### CHALLENGE
Please set out the records from the line containing "green water visible in the image above." through the line containing "[0,18,169,89]" as a numbered list, leaving out blank lines.

### INFORMATION SUPPLIED
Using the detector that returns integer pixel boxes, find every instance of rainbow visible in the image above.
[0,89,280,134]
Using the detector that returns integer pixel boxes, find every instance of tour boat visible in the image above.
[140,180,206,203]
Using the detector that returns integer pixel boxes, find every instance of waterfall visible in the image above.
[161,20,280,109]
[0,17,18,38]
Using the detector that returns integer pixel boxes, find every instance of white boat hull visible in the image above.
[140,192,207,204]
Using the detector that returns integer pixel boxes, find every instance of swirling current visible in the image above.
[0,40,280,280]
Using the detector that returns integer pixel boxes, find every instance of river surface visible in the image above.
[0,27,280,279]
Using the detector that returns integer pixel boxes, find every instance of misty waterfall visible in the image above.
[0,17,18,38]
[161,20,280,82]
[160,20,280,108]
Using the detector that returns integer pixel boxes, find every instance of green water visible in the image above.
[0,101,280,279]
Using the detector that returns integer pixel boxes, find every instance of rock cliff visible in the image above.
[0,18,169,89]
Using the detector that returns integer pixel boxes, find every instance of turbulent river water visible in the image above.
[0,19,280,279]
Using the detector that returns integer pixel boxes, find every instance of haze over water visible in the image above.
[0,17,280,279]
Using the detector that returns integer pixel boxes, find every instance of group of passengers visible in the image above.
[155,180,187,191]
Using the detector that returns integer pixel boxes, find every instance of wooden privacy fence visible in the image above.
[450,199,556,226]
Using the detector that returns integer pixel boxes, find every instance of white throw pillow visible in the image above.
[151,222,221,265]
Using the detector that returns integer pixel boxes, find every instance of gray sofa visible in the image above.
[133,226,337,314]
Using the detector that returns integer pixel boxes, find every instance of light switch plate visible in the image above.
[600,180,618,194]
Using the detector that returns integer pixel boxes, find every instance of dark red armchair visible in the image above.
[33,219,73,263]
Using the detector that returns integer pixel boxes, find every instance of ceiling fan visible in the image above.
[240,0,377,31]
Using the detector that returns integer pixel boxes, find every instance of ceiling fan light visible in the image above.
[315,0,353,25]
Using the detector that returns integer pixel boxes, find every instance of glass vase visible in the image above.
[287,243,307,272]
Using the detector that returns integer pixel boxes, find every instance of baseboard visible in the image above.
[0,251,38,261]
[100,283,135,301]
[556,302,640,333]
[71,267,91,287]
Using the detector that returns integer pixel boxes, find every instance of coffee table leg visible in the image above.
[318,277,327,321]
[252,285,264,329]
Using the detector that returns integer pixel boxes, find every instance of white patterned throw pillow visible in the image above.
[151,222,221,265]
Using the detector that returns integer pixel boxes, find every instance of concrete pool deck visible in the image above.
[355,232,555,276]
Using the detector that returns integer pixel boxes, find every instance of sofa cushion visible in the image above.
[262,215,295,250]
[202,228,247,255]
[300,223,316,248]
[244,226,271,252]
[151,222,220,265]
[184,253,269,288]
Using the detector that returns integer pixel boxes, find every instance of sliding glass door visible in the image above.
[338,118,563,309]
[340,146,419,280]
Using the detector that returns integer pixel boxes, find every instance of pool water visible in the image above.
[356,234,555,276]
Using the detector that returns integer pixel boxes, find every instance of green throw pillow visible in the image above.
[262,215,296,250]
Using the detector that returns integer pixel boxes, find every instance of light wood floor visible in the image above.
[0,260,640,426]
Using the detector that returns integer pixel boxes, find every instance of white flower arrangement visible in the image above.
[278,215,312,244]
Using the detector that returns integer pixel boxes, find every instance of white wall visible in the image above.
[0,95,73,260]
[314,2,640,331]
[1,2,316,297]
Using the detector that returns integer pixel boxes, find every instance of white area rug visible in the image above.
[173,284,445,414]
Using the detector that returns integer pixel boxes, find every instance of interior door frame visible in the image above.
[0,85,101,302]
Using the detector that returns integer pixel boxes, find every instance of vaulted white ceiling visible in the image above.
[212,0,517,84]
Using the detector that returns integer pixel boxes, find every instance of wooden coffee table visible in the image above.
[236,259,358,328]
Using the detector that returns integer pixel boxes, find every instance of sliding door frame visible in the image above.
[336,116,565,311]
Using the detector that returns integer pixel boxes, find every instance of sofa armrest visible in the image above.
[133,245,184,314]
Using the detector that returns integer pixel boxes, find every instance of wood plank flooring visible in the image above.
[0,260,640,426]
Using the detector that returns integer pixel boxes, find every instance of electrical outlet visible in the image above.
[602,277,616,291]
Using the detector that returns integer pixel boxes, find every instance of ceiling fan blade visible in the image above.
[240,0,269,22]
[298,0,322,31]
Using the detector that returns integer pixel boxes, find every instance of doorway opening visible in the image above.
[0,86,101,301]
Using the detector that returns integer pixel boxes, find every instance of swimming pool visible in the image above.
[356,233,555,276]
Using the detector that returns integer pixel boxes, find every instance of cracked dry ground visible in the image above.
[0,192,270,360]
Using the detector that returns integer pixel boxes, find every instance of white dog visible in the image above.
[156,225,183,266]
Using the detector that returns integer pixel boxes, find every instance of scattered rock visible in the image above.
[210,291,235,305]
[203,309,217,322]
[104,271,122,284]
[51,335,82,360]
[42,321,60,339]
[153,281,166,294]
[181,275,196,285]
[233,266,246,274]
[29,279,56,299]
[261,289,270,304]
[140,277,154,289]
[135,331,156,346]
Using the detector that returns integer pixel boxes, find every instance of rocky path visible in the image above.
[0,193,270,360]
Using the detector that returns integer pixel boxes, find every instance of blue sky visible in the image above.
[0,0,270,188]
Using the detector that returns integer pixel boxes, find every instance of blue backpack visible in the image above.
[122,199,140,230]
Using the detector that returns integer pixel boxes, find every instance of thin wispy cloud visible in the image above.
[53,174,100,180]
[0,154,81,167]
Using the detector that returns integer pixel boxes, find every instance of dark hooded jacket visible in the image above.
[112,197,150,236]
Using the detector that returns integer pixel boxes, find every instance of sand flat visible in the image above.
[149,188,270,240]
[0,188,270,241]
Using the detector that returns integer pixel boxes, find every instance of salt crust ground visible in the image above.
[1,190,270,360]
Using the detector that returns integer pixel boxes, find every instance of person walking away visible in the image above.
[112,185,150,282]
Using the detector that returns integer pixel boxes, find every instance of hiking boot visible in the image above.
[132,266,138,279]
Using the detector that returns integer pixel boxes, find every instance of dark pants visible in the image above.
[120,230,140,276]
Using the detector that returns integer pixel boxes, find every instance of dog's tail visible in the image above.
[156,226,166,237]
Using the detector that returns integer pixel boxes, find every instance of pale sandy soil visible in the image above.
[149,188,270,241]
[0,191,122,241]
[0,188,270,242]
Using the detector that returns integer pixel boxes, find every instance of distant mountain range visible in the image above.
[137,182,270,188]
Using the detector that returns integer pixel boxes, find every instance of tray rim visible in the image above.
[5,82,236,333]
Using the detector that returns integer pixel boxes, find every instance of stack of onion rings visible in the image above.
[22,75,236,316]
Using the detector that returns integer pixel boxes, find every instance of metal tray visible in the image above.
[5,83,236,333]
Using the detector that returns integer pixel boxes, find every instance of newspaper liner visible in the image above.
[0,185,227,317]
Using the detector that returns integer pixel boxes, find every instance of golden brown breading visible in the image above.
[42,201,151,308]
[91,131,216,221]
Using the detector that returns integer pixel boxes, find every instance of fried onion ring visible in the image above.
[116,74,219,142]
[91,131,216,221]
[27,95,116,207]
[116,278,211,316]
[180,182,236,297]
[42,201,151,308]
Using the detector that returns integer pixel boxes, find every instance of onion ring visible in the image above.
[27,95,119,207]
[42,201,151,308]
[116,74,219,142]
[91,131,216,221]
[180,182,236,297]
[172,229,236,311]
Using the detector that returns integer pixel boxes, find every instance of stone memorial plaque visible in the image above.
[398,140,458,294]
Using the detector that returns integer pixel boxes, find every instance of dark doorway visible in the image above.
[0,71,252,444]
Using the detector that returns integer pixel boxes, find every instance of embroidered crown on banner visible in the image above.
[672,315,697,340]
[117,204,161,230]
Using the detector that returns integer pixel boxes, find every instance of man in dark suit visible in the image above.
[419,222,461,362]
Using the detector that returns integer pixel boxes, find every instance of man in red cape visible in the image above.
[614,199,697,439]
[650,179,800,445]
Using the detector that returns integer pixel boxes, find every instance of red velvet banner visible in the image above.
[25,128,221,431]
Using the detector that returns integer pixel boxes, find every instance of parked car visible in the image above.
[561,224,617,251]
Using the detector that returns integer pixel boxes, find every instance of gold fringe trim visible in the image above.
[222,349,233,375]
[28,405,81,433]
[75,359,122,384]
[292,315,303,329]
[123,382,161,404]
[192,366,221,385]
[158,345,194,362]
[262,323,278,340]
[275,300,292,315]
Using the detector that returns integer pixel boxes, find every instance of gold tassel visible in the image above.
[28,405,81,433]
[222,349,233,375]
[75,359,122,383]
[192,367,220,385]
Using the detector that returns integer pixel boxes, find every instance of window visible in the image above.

### CORRECT OUTPUT
1. Using the detector that returns integer pixel boxes, find every instance of green water visible in the image above.
2. [0,101,280,279]
3. Using the detector that returns integer pixel boxes, find every instance of rock cliff visible in the image above.
4. [0,18,169,89]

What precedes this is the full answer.